━━ Document text ━━
Inspection Procedure

HINT:

Malfunctioning areas can be identified by performing the Control the Injection Volume for A/F Sensor function provided in the Active Test. The Control the Injection Volume for A/F Sensor function can help to determine whether the Air-fuel Ratio (A/F) sensor, Heated Oxygen (HO2) sensor and other potential trouble areas are malfunctioning.

The following instructions describe how to conduct the Control the Injection Volume for A/F Sensor operation using the Techstream.

1. Connect the Techstream to the DLC3.
2. Start the engine and turn the Techstream on.
3. Warm up the engine at an engine speed of 2, 500 rpm for approximately 90 seconds.
4. Enter the following menus: Powertrain/Engine and ECT/Active Test/Control the Injection Volume for A/F Sensor.
5. Perform the Control the Injection Volume for A/F Sensor operation with the engine in an idling condition (press the RIGHT or LEFT button to change the fuel injection volume).
6. Monitor the output voltages of the A/F and HO2 sensors (AFS B1S1 and O2S B1S2 or AFS B2S1 and O2S B2S2) displayed on the Techstream.

HINT:

• The Control the Injection Volume for A/F Sensor operation lowers the fuel injection volume by 12.5% or increases the injection volume by 25%.
━━━
━━ Listing ━━
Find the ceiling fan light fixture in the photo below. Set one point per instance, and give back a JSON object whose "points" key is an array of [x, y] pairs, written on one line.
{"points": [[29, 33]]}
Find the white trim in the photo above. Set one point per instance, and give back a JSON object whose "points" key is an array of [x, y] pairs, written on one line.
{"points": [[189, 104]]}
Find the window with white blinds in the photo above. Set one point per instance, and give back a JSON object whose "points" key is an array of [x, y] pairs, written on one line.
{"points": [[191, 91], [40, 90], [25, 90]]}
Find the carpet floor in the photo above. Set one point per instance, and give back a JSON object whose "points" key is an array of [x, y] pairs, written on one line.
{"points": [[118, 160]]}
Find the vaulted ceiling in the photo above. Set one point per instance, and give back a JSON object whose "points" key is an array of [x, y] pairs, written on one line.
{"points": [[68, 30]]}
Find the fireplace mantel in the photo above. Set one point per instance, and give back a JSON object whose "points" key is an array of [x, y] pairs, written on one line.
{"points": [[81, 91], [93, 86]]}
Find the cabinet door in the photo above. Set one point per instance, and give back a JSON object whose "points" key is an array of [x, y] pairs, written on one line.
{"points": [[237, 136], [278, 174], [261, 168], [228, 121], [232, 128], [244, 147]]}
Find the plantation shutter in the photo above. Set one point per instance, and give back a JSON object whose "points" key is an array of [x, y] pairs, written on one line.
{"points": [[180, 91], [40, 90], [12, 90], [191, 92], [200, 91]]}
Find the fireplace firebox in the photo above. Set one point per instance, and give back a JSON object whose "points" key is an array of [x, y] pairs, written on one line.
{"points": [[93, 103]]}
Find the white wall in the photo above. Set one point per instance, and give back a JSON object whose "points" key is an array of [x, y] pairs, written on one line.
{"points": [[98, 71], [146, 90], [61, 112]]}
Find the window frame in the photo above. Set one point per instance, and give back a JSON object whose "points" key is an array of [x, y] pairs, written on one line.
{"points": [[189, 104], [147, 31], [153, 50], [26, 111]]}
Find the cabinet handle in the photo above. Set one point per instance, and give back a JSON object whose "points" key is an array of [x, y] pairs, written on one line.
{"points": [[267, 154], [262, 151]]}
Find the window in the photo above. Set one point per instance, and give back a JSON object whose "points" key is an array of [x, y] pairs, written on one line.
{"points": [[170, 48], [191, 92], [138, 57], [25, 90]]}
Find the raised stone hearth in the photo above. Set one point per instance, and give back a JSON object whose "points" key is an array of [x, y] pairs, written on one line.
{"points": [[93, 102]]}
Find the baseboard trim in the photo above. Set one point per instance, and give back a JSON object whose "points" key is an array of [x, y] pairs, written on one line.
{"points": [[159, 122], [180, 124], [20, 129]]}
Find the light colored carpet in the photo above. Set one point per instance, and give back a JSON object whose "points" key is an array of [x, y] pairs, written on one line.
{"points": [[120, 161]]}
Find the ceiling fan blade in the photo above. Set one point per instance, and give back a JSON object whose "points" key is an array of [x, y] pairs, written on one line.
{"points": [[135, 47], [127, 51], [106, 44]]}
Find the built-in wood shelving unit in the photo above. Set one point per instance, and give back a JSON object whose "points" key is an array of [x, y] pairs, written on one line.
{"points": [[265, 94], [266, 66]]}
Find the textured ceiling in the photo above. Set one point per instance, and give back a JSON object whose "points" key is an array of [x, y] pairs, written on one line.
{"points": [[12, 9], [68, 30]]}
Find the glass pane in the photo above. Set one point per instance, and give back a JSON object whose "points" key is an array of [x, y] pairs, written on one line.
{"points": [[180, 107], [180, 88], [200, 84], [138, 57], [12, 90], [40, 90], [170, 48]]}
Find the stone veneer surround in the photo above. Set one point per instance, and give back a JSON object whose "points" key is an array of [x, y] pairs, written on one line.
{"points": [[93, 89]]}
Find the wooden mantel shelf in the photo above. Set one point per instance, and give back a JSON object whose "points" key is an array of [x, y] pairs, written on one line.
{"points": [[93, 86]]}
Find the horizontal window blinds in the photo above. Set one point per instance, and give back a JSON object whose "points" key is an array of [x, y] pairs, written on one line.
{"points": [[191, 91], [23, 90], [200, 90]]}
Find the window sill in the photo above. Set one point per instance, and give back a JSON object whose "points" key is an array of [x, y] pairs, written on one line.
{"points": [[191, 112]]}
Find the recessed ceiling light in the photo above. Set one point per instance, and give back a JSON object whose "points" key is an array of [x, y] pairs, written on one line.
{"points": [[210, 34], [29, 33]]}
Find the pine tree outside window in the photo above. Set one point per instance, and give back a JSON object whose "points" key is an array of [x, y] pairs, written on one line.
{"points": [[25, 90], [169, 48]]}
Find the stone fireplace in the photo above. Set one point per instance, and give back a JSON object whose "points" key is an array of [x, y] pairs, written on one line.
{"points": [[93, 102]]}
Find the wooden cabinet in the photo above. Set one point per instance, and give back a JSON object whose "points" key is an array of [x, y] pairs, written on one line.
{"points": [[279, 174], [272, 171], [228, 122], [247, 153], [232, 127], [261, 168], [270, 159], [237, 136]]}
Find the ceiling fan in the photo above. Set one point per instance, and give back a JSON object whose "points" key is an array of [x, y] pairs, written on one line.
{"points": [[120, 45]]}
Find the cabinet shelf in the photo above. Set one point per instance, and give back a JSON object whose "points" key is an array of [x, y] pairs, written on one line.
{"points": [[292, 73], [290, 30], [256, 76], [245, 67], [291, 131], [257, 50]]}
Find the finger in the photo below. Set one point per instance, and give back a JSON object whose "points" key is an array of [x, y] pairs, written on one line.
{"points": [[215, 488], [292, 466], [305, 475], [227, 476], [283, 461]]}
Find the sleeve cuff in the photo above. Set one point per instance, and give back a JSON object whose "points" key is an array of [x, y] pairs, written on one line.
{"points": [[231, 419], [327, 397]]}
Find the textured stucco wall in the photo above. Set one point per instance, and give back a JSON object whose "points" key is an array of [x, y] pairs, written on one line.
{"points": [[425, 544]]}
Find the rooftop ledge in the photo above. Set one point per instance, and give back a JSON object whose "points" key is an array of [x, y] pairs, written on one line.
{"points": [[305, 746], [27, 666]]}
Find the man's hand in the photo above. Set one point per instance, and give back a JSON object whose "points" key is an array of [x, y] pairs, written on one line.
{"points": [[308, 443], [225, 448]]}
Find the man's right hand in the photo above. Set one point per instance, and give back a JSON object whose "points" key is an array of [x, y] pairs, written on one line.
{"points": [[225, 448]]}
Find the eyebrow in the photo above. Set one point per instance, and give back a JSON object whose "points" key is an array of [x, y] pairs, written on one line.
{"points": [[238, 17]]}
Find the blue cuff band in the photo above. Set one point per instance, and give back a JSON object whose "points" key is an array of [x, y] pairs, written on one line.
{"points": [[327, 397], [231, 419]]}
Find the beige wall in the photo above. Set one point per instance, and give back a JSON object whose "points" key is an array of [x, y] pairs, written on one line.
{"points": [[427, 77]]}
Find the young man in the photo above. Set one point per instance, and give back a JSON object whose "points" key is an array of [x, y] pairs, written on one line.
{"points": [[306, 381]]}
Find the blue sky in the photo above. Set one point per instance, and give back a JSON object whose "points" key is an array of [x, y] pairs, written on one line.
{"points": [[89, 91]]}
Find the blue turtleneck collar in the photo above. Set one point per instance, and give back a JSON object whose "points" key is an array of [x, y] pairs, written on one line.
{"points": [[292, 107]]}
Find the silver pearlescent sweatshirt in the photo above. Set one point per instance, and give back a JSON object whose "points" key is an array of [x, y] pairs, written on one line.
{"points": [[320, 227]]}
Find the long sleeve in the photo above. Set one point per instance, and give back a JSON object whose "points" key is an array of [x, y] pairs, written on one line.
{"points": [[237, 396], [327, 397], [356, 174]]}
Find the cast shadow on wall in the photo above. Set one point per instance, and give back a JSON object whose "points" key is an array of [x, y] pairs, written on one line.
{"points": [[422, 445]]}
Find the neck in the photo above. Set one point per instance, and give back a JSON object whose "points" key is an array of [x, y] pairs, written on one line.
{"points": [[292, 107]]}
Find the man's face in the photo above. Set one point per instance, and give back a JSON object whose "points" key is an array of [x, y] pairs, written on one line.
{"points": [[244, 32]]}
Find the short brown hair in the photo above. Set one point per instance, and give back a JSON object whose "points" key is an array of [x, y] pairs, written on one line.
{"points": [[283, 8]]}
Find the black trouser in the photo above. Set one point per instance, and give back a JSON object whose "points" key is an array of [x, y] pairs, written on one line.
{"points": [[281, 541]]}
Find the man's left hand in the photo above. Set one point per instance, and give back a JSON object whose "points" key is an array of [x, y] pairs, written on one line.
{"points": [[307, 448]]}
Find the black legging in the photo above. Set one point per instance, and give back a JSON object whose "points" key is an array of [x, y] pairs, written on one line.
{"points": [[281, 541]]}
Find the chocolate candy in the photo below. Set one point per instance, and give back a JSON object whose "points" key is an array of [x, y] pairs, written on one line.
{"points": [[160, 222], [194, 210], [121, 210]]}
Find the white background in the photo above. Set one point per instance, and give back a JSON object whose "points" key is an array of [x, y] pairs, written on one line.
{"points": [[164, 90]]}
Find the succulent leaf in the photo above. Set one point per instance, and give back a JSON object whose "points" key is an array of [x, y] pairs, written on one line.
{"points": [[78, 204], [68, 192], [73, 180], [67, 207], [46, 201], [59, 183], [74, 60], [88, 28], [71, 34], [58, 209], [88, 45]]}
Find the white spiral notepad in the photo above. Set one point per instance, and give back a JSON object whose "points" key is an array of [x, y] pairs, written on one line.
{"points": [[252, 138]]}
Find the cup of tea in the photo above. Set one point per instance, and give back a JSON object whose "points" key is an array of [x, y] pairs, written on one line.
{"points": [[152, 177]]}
━━━
Set tasks:
- 1) In the inspection procedure, by what percentage does the Control the Injection Volume for A/F Sensor operation lower the fuel injection volume?
- 2) Please carry the inspection procedure forward from its final hint.
The records have no connection to the inspection procedure.

Responses in order:
- 1) It lowers the fuel injection volume by 12.5%.

- 2)
• Each sensor reacts in accordance with increases in the fuel injection volume.

Standard: 

Case	Air Fuel Ratio Sensor (Sensor 1) Output Voltage	Heated Oxygen Sensor (Sensor 2) Output Voltage	Main Suspected Trouble Area
1	Courtesy of © TOYOTA, LICENSE AGREEMENT TMS1002	Courtesy of © TOYOTA, LICENSE AGREEMENT TMS1002	-
2	Courtesy of © TOYOTA, LICENSE AGREEMENT TMS1002	Courtesy of © TOYOTA, LICENSE AGREEMENT TMS1002	A/F sensor A/F sensor heater A/F sensor circuit
3	Courtesy of © TOYOTA, LICENSE AGREEMENT TMS1002	Courtesy of © TOYOTA, LICENSE AGREEMENT TMS1002	HO2 sensor HO2 sensor heater HO2 sensor circuit
4	Courtesy of © TOYOTA, LICENSE AGREEMENT TMS1002	Courtesy of © TOYOTA, LICENSE AGREEMENT TMS1002	Injector Fuel pressure Gas leak from exhaust system (Air fuel ratio extremely rich or lean)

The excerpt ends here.